=== PASSAGE GIVEN ===
Objects of the prehistoric period had been known to the museums for many
years previously, but owing to the uncertainty of their provenance and
the absence of knowledge of the existence of the primitive cemeteries,
no scientific conclusions had been arrived at with regard to them; and
it was not till the publication of M. de Morgan's book that they were
recognized and classified as prehistoric. The necropoles investigated
by M. de Morgan and his assistants extended from Kawamil in the north,
about twenty miles north of Abydos, to Edfu in the south. The chief
cemeteries between these two points were those of Bat Allam, Saghel
el-Baglieh, el-'Amra, Nakada, Tukh, and Gebelen. All the burials were
of simple type, analogous to those of the Neolithic races in the rest
of the world. In a shallow, oval grave, excavated often but a few inches
below the surface of the soil, lay the body, cramped up with the knees
to the chin, sometimes in a rough box of pottery, more often with only
a mat to cover it. Ready to the hand of the dead man were his flint
weapons and tools, and the usual red and black, or buff and red, pots
lay beside him; originally, no doubt, they had been filled with the
funeral meats, to sustain the ghost in the next world. Occasionally a
simple copper weapon was found. With the body were also buried slate
palettes for grinding the green eye-paint which the Egyptians loved even
at this early period. These are often carved to suggest the forms of
animals, such as birds, bats, tortoises, goats, etc.; on others are
fantastic creatures with two heads. Combs of bone, too, are found,
ornamented in a similar way with birds' or goats' heads, often double.

=== PROBLEM REQUIREMENTS ===
Check each statement against the passage on prehistoric Egyptian cemeteries: answer yes or no and quote the words of the passage that settle it. (a) The cemeteries investigated reached as far south as Edfu. (b) The bodies were usually placed in rough boxes of pottery. (c) Combs of bone were ornamented with birds' or goats' heads.

=== STORED DATA ===
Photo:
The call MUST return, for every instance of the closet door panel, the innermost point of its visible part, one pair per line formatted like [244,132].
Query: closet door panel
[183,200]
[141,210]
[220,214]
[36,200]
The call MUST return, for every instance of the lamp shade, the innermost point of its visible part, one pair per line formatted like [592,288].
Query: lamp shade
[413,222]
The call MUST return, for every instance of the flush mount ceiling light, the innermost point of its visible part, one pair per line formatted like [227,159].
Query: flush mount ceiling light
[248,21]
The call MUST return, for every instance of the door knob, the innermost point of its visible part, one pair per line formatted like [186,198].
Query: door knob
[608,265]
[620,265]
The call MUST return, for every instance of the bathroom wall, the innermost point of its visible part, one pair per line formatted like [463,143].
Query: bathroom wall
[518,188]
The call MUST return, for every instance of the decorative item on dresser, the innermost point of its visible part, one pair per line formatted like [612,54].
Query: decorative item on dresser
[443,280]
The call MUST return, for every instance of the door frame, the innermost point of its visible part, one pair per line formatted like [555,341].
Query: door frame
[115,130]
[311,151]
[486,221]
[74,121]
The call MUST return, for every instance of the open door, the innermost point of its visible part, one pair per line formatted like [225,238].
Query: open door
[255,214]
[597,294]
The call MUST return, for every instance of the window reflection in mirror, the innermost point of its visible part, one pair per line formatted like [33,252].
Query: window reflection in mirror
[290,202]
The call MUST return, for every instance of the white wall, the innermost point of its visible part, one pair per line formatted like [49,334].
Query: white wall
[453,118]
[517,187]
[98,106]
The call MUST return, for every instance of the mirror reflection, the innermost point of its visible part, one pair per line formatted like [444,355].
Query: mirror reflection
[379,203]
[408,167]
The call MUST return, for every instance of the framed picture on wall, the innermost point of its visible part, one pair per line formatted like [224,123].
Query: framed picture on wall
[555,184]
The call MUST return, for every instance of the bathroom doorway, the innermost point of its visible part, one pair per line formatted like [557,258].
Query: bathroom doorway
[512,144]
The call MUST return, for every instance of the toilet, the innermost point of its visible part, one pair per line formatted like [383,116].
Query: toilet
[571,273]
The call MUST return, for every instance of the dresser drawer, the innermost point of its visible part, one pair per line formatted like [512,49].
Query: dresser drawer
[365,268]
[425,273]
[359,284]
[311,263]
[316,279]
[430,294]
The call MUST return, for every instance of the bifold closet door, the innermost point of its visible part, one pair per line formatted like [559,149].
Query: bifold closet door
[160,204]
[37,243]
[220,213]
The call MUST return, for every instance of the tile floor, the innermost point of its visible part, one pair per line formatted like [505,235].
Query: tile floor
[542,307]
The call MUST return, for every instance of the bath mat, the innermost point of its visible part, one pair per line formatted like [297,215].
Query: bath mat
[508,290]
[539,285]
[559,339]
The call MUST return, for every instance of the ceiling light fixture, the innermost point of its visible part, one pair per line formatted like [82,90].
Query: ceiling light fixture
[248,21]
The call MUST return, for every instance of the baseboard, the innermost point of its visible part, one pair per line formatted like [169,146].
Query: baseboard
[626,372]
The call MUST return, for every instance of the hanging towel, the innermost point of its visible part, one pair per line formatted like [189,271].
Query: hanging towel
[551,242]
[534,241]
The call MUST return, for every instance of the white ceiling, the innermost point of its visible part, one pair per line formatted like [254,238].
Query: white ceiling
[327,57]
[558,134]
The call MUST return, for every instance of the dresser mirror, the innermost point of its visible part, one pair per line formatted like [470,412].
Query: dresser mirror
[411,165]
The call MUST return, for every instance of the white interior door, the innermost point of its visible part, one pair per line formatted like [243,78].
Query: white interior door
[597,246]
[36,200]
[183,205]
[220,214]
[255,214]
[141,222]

...

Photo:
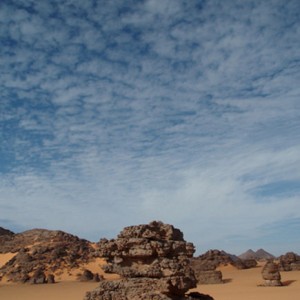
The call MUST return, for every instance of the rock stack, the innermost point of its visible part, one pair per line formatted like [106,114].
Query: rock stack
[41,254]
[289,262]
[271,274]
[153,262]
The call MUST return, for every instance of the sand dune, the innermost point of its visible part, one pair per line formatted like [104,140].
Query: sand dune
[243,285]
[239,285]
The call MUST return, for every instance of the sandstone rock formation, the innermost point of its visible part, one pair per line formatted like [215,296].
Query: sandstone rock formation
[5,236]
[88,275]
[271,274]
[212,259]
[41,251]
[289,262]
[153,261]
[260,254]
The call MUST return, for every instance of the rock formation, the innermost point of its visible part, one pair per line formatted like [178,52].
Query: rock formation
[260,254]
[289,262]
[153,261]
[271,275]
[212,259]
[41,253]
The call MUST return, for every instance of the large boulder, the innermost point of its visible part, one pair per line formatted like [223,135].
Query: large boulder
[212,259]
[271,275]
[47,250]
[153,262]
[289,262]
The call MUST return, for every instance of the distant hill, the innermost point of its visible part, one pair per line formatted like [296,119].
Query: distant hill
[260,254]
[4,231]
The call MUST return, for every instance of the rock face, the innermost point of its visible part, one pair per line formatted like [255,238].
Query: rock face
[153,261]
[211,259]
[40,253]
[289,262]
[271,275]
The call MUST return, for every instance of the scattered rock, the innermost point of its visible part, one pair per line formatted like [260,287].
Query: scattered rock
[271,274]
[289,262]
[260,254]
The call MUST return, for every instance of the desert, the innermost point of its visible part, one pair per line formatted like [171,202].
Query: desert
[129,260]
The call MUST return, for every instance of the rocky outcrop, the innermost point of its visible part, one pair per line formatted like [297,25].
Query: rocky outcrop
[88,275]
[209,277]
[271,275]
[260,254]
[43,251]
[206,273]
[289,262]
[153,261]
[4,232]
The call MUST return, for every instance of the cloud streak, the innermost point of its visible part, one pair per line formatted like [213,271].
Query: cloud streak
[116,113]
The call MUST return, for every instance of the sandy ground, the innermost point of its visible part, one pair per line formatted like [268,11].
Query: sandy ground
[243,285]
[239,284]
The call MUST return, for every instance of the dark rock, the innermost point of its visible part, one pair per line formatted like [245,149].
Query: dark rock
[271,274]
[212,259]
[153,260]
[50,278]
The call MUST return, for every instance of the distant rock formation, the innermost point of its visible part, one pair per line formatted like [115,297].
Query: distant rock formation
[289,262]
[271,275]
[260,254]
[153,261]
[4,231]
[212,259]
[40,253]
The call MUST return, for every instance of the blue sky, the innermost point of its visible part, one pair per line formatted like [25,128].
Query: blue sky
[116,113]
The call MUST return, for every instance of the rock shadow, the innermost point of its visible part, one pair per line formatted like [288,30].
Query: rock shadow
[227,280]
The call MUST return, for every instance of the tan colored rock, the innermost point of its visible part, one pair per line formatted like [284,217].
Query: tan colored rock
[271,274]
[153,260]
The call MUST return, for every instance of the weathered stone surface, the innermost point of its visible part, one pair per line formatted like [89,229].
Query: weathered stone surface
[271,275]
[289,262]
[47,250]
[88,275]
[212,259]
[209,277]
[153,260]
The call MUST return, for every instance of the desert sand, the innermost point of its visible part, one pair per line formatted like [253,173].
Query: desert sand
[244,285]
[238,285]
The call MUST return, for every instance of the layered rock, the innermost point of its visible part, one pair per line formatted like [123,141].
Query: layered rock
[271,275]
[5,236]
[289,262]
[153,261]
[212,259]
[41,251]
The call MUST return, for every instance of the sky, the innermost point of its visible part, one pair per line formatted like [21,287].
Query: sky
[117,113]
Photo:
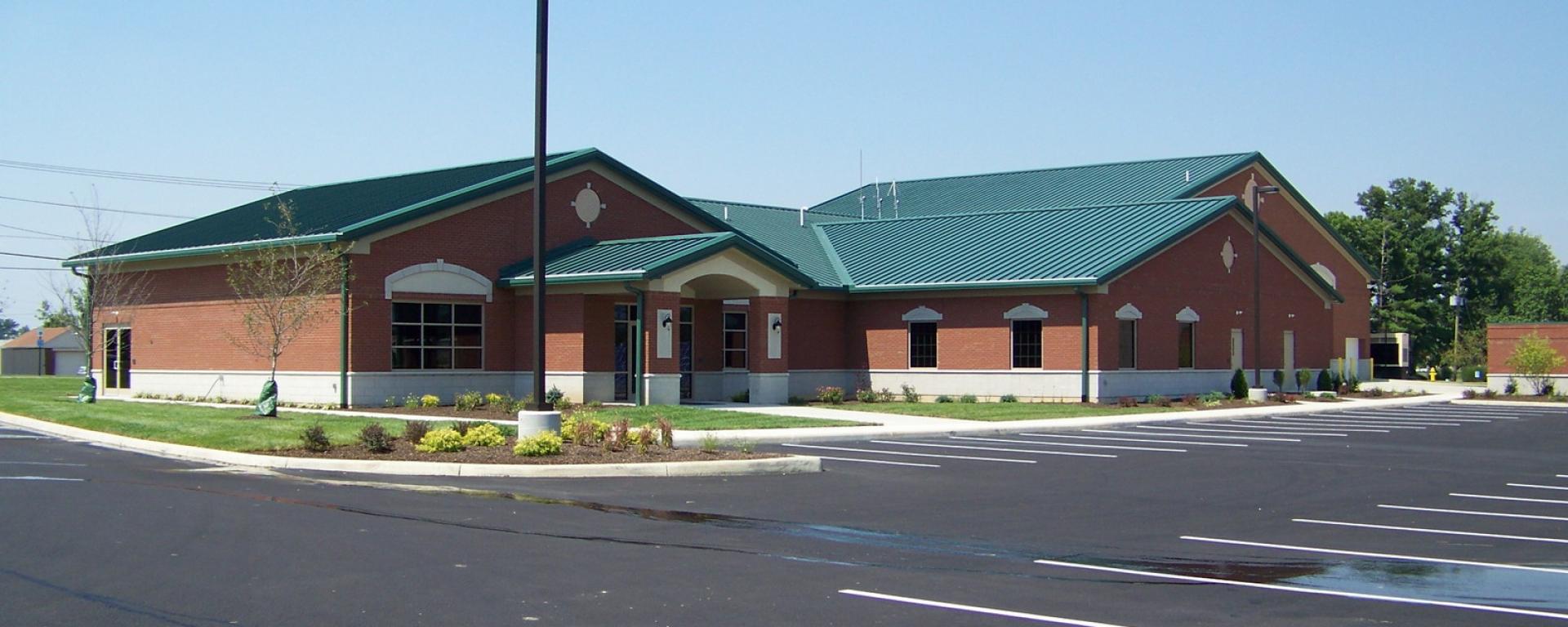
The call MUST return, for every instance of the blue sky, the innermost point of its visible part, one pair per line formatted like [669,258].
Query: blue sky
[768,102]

...

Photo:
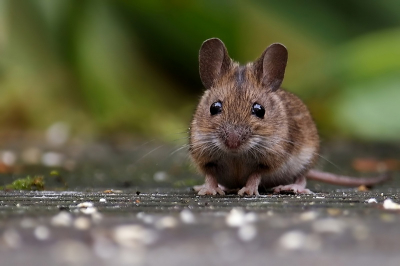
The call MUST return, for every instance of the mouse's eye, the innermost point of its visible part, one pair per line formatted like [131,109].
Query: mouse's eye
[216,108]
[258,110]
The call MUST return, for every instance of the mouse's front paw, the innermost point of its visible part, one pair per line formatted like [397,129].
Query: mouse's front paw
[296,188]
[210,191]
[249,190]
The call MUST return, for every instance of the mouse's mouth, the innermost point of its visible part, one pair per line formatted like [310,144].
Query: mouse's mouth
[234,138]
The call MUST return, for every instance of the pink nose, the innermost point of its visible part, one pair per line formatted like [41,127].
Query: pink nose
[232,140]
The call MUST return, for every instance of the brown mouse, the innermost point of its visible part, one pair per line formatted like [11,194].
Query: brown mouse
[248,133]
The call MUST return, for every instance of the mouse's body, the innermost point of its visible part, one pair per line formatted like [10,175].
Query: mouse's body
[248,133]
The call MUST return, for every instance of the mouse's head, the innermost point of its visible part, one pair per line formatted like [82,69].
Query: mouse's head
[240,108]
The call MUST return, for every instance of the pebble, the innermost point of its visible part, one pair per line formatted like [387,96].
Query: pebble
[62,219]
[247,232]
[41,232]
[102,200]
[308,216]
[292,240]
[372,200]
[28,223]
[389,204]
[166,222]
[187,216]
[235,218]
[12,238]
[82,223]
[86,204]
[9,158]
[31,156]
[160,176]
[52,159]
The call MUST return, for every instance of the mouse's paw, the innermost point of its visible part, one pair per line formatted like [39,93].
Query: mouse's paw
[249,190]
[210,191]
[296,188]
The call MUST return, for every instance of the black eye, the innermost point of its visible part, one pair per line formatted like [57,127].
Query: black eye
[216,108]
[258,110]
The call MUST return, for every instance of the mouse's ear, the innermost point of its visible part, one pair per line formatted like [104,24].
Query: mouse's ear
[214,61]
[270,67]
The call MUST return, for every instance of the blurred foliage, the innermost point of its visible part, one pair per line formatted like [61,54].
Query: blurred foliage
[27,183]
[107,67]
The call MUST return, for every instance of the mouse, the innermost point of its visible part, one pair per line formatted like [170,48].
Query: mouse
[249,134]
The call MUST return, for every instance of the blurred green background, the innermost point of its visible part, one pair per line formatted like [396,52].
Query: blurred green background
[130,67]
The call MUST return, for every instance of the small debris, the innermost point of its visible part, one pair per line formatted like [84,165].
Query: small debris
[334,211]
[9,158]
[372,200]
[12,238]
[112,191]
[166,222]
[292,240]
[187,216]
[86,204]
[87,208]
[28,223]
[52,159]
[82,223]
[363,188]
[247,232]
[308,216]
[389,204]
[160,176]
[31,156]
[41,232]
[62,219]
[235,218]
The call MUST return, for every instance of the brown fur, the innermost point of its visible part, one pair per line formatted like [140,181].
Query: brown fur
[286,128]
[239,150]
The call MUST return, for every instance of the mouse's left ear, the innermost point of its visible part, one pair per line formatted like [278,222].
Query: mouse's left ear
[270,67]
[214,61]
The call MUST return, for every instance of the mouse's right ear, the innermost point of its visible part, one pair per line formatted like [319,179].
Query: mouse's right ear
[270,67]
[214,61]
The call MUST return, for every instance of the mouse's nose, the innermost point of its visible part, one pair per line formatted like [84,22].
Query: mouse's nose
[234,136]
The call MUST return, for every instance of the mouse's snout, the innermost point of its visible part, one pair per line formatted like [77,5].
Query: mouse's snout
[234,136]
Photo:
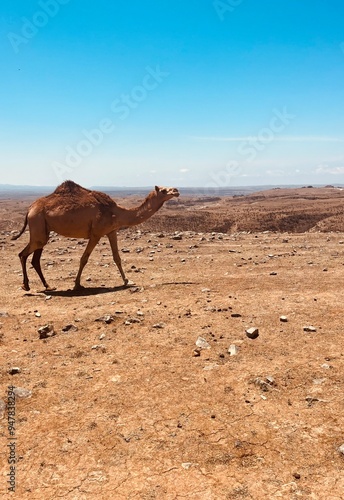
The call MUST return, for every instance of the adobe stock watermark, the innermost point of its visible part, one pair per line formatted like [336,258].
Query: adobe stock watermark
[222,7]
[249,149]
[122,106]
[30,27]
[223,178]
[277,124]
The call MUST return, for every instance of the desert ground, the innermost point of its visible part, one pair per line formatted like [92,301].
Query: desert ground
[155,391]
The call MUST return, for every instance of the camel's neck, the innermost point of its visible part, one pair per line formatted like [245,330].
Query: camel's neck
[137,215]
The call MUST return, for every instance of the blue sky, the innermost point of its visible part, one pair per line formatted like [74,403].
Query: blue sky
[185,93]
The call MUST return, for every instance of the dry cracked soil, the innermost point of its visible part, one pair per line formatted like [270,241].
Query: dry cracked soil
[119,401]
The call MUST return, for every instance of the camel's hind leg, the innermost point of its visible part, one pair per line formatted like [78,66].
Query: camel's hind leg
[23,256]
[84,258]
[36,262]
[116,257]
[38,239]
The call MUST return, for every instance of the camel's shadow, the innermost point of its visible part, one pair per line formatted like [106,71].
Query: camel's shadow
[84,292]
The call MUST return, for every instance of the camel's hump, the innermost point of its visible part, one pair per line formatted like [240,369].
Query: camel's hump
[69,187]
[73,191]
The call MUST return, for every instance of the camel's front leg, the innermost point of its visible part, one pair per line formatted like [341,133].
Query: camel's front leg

=== RESPONSE TO THIS EXERCISE ===
(a) Yes: "to Edfu in the south."
(b) No: "sometimes in a rough box of pottery, more often with only a mat to cover it."
(c) Yes: "ornamented in a similar way with birds' or goats' heads, often double."